Print the material below verbatim, but leave the pictures out of your answer.

━━━

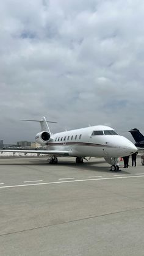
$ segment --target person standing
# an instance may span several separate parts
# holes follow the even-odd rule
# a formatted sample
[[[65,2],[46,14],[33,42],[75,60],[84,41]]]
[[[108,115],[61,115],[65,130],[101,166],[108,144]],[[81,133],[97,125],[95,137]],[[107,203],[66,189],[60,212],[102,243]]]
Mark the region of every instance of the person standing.
[[[136,167],[136,159],[137,159],[137,155],[138,154],[138,152],[134,153],[132,154],[132,166],[134,166],[134,163],[135,167]]]
[[[124,168],[128,168],[129,156],[123,156]]]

━━━

Answer ->
$ segment --target person standing
# an instance may span several separate parts
# holes follow the even-odd rule
# a formatted sample
[[[65,2],[46,14],[33,42],[75,60],[84,41]]]
[[[108,115],[61,115],[65,130],[101,166],[108,144]],[[81,133],[97,125],[95,137]],[[107,203],[66,189],[60,212],[102,243]]]
Mark the region of every instance of the person standing.
[[[136,167],[136,159],[137,159],[137,155],[138,154],[138,152],[134,153],[132,154],[132,166],[134,166],[134,163],[135,167]]]
[[[124,168],[128,168],[129,156],[123,156]]]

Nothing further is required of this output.